Could you copy every one of the records below verbatim, without changing a word?

......

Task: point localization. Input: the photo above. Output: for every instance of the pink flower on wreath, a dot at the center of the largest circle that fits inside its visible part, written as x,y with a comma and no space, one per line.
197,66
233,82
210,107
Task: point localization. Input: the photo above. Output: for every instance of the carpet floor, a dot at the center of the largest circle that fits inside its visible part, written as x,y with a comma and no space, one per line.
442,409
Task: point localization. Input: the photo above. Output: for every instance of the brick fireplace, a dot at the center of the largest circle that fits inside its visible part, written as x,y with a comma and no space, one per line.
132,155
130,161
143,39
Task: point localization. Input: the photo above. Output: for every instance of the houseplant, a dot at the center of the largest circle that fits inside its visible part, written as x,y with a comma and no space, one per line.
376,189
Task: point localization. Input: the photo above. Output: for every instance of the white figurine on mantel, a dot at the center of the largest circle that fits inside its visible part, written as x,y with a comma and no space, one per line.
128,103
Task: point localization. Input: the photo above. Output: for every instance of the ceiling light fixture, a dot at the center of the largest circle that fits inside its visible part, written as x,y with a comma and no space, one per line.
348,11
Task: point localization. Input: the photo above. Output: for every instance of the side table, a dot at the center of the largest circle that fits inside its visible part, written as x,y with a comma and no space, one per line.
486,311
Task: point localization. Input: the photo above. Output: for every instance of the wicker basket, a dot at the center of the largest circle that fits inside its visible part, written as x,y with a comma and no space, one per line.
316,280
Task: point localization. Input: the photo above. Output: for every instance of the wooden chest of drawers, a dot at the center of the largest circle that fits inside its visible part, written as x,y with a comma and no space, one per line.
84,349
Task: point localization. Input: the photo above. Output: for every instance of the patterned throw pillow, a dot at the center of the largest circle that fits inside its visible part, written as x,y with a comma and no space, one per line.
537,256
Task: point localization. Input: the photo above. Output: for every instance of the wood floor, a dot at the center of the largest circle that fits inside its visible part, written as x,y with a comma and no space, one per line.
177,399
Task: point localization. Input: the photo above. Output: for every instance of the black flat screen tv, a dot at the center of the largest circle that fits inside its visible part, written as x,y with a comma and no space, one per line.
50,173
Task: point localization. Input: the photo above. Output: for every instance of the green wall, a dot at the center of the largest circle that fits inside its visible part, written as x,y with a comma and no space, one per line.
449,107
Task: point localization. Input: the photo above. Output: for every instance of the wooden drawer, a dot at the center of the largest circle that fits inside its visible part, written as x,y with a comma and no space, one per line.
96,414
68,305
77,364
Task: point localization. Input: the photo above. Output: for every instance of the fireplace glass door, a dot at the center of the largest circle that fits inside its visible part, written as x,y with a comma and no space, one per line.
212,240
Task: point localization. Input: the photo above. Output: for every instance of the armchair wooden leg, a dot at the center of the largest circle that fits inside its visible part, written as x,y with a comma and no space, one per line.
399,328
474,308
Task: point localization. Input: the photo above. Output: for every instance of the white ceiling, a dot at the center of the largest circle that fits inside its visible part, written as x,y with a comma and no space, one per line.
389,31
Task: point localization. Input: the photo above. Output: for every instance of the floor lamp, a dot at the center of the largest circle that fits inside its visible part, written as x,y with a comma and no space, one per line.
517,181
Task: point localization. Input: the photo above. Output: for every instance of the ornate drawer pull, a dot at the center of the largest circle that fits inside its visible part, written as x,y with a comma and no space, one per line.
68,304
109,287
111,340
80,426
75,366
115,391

......

> _SOLUTION TO THIS PROBLEM_
Task: point localization. Input: the photo above. Output: for every instance of the pink flower on wreath, a dot at the center of the largest circle that fits inside its visible part, written as x,y with a comma and no space, one per line.
197,66
233,82
210,107
Task: point localization. Input: the photo above. Output: for every instance of the carpet floor, a dot at the center of the largest circle that fits inside its visible part, written as x,y with a comma and no space, one per line.
442,409
Task: point localization. Input: the photo above. Output: for every instance of the brick fireplace, a dot at the center of the largest circle that fits inside its visible part, written as x,y with a comma and no space, one per line.
132,155
130,161
143,39
Task: point localization. Input: the photo above. Output: for every instance of the houseplant, a dot at the center of the largest circle that fits inside its visible part, written as x,y with a comma and no space, one per line.
376,189
Task: point localization. Input: the photo above. Output: for every instance of the white figurine on mantel, a dot at the center of the largest circle that fits inside its visible part, written as x,y with a comma and no space, one per line.
128,103
Task: point localization. Input: the photo above. Output: for every instance of the ceiling light fixture, a dot at the center of the largest circle that fits inside its visible part, written as x,y with a comma and no space, one per line.
348,11
Task: point localization. Input: the photo above. Output: for every instance of the side table, a dot at the center of the largest circle that fits inside its visible part, written as x,y with a comma and no space, one per line.
486,311
Task: point localization. Input: the photo above. Output: for every instance of the wicker basket, a dot at the center of the largest circle that fits inside its visible part, written as x,y with a comma and no space, one per line.
316,280
Task: point localization. Input: the photo above. Output: for every instance of the wooden chest of drawers, a dot at the center of the largest circle that fits inside its visible part, written as x,y with a comma and no space, one per line.
84,349
Task: point localization. Input: the photo above. Output: for every instance of the patterned throw pillow, a dot at the center of the largest circle that fits inside its visible part, written as x,y with a comma and no space, one per line.
537,256
Task: point localization. Input: the photo above. Output: for every instance of the wood floor, a dot at the center of the largest circle that fits inside its visible part, written as x,y with a comma and no space, one per line.
177,399
Task: point localization. Input: the photo above. Output: for every instance of the black flat screen tv, a dot at the center of the largest circle that fits inside its visible part, written as x,y with a comma and no space, one per line.
50,173
Task: point localization. Input: the photo above. Output: for every instance of the green wall, a dot at the center of the largest circle that fits inside its visible part, written as x,y with a comma and no space, one per line.
449,107
Task: point localization. Input: the photo above. Output: for every instance of the wooden drawer, a dot at the center of the largest circle that fits inside its visible part, written as x,y with a comma and no space, one per line.
96,414
68,305
77,364
Task: point localization. Input: the photo above. Output: for every instance of the fireplace glass door, a dot at the center of the largest circle that fits inside its visible part, written as x,y with a comma and no space, one per line.
212,240
Task: point localization. Input: the photo above. Output: for every instance of the armchair wooden leg, a dot at the center of the largest circle that fits inside its visible part, written as x,y with a comma and no space, one per line.
399,328
474,308
Task: point localization. Input: the photo above. Output: for every instance of the white ceiling, a dot at the center of the largest circle that fits inside its visible part, written as x,y with a comma and no space, one per line.
389,31
Task: point localization. Input: the photo above. Output: for every instance of the floor lamp, a dot at the center of the largest circle that fits inside its visible part, written as x,y with a comma and no space, one per line.
517,181
Task: point localization. Input: the photo above. Output: for every instance of the ornate drawer pull, a dot at the center of the largest circle that fits inside its visible part, written as x,y with a comma and no space, one per line.
68,304
109,287
111,340
80,426
75,366
115,391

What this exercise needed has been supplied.